+++ DATA
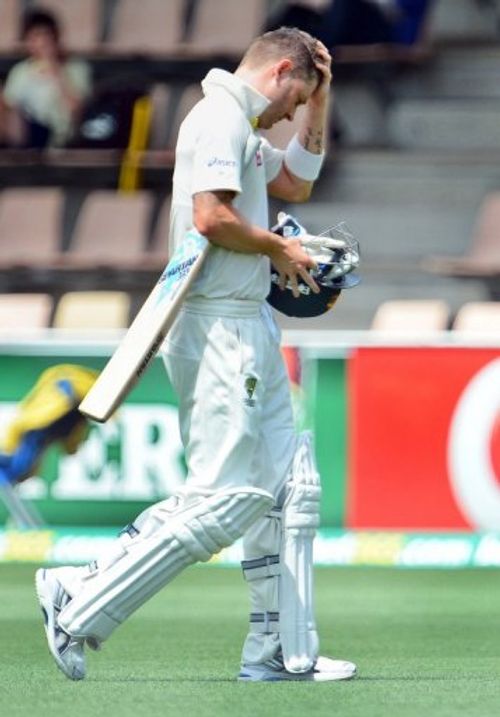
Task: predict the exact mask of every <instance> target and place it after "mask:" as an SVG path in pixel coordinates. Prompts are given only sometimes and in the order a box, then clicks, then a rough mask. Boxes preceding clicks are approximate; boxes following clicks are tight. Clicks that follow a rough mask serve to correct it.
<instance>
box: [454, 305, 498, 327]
mask: <svg viewBox="0 0 500 717" xmlns="http://www.w3.org/2000/svg"><path fill="white" fill-rule="evenodd" d="M453 329H454V330H456V331H468V332H469V331H473V332H478V333H479V332H481V333H490V332H495V333H496V334H498V332H499V331H500V302H497V301H470V302H468V303H467V304H464V305H463V306H461V307H460V309H459V310H458V312H457V315H456V317H455V320H454V322H453Z"/></svg>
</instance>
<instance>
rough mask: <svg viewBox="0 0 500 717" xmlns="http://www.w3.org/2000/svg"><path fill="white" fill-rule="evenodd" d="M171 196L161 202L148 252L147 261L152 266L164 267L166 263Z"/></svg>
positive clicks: (166, 260)
mask: <svg viewBox="0 0 500 717" xmlns="http://www.w3.org/2000/svg"><path fill="white" fill-rule="evenodd" d="M171 204H172V196H171V195H169V196H168V197H167V198H166V199H165V200H164V202H163V204H162V206H161V208H160V212H159V214H158V219H157V221H156V226H155V229H154V232H153V241H152V242H151V246H150V248H149V252H148V260H149V262H150V263H151V264H152V265H154V266H159V267H161V265H162V264H163V265H165V264H166V263H167V261H168V254H169V251H168V234H169V229H170V207H171Z"/></svg>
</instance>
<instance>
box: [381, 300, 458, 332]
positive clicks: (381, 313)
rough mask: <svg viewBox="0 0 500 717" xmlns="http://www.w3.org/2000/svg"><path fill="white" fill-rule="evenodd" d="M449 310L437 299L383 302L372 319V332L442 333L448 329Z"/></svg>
mask: <svg viewBox="0 0 500 717" xmlns="http://www.w3.org/2000/svg"><path fill="white" fill-rule="evenodd" d="M449 317H450V309H449V307H448V305H447V304H446V302H444V301H440V300H438V299H435V300H434V299H422V300H420V299H407V300H401V301H397V300H395V301H384V302H383V303H382V304H380V306H379V307H378V309H377V311H376V312H375V316H374V317H373V320H372V324H371V328H372V329H373V330H374V331H390V332H405V333H407V332H414V331H424V332H427V331H444V330H445V329H447V328H448V321H449Z"/></svg>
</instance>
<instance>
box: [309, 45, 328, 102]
mask: <svg viewBox="0 0 500 717" xmlns="http://www.w3.org/2000/svg"><path fill="white" fill-rule="evenodd" d="M316 52H317V59H316V62H315V64H316V67H317V69H318V70H319V71H320V73H321V75H322V78H323V79H322V81H321V82H320V83H319V85H318V86H317V88H316V89H315V90H314V92H313V93H312V95H311V97H310V98H309V101H310V102H312V103H314V102H318V101H324V100H325V98H326V97H328V95H329V92H330V84H331V82H332V56H331V55H330V53H329V51H328V49H327V48H326V46H325V45H324V44H323V43H322V42H321V41H320V40H318V41H317V44H316Z"/></svg>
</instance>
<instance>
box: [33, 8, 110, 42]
mask: <svg viewBox="0 0 500 717" xmlns="http://www.w3.org/2000/svg"><path fill="white" fill-rule="evenodd" d="M40 6H41V7H43V8H47V10H50V11H51V12H52V13H54V15H55V16H56V17H57V19H58V20H59V21H60V23H61V29H62V37H63V41H64V46H65V47H66V48H67V49H68V50H69V51H70V52H91V51H93V50H95V48H96V47H97V45H98V44H99V41H100V39H101V0H69V2H68V0H42V1H41V3H40Z"/></svg>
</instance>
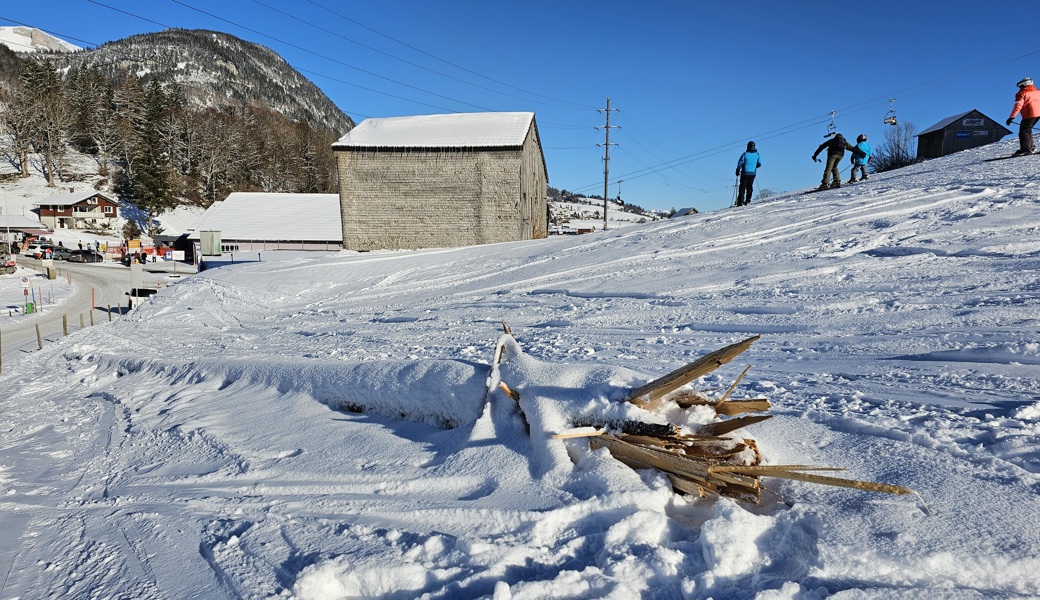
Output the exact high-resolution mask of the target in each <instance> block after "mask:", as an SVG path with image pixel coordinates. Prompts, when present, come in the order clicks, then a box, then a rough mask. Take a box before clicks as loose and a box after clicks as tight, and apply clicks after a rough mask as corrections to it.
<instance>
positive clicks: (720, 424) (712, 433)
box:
++++++
WHAT IS REQUIRED
Please retype the whole listing above word for word and drop the pictures.

OUTPUT
Task: predict the exact mask of every <instance> target and place it after "mask:" as an SVG path in pixel coordinates. Prompts are given only sometimes and in the order a box, then clicks, then a rough mask. Boxes preceding clicks are approximate; boxes following clicks are tight. Clicks that follow a rough mask serve to correct it.
<instance>
box: [454, 305, 498, 327]
mask: <svg viewBox="0 0 500 717" xmlns="http://www.w3.org/2000/svg"><path fill="white" fill-rule="evenodd" d="M453 329H454V330H456V331H468V332H469V331H473V332H478V333H479V332H481V333H490V332H495V333H496V334H498V332H499V331H500V302H497V301H470V302H468V303H467V304H464V305H463V306H461V307H460V309H459V310H458V312H457V315H456V317H455V320H454V322H453Z"/></svg>
</instance>
<instance>
rough mask: <svg viewBox="0 0 500 717" xmlns="http://www.w3.org/2000/svg"><path fill="white" fill-rule="evenodd" d="M171 196L161 202L148 252L147 261L152 266L164 267L166 263Z"/></svg>
positive clicks: (166, 260)
mask: <svg viewBox="0 0 500 717" xmlns="http://www.w3.org/2000/svg"><path fill="white" fill-rule="evenodd" d="M171 204H172V196H171V195H169V196H168V197H167V198H166V199H165V200H164V202H163V204H162V206H161V208H160V212H159V214H158V219H157V221H156V226H155V229H154V232H153V241H152V242H151V246H150V248H149V252H148V260H149V262H150V263H151V264H152V265H154V266H159V267H161V265H162V264H163V265H165V264H166V263H167V261H168V254H169V251H168V234H169V229H170V207H171Z"/></svg>
</instance>
<instance>
box: [381, 300, 458, 332]
positive clicks: (381, 313)
rough mask: <svg viewBox="0 0 500 717" xmlns="http://www.w3.org/2000/svg"><path fill="white" fill-rule="evenodd" d="M449 310L437 299L383 302L372 319V332L442 333L448 329Z"/></svg>
mask: <svg viewBox="0 0 500 717" xmlns="http://www.w3.org/2000/svg"><path fill="white" fill-rule="evenodd" d="M449 317H450V309H449V307H448V305H447V304H446V302H444V301H440V300H438V299H435V300H434V299H422V300H420V299H407V300H401V301H397V300H395V301H384V302H383V303H382V304H380V306H379V307H378V309H377V311H376V312H375V316H374V317H373V320H372V324H371V328H372V329H373V330H374V331H390V332H405V333H407V332H414V331H424V332H427V331H444V330H445V329H447V328H448V321H449Z"/></svg>
</instance>
<instance>
box: [309, 45, 328, 102]
mask: <svg viewBox="0 0 500 717" xmlns="http://www.w3.org/2000/svg"><path fill="white" fill-rule="evenodd" d="M316 52H317V59H316V62H315V64H316V67H317V69H318V70H319V71H320V73H321V75H322V78H323V79H322V81H321V82H320V83H319V85H318V86H317V88H316V89H315V90H314V92H313V93H312V95H311V97H310V98H309V101H310V102H312V103H314V102H318V101H324V100H325V98H326V97H328V95H329V92H330V84H331V82H332V56H331V55H330V53H329V51H328V49H327V48H326V46H325V45H324V44H323V43H322V42H321V41H320V40H318V41H317V44H316Z"/></svg>
</instance>
<instance>
box: [33, 8, 110, 42]
mask: <svg viewBox="0 0 500 717" xmlns="http://www.w3.org/2000/svg"><path fill="white" fill-rule="evenodd" d="M40 6H41V7H43V8H47V10H50V11H51V12H52V13H54V15H55V16H56V17H57V19H58V20H59V21H60V23H61V29H62V37H63V41H64V46H65V47H66V48H67V49H68V50H69V51H70V52H91V51H93V50H95V48H96V47H97V45H98V44H99V41H100V39H101V0H69V2H68V0H42V1H41V3H40Z"/></svg>
</instance>
Output the exact high-resolution mask of the target in each <instance> block after "mask:", as an SVG path with image pixel coordinates. Prompts, when present, come in the order clicks, then a box, then a rough mask. Take a box before clicks as loose and a box after clicks as tight, and apply clicks after a rough mask as corrections to it.
<instance>
positive clicks: (720, 424) (712, 433)
box:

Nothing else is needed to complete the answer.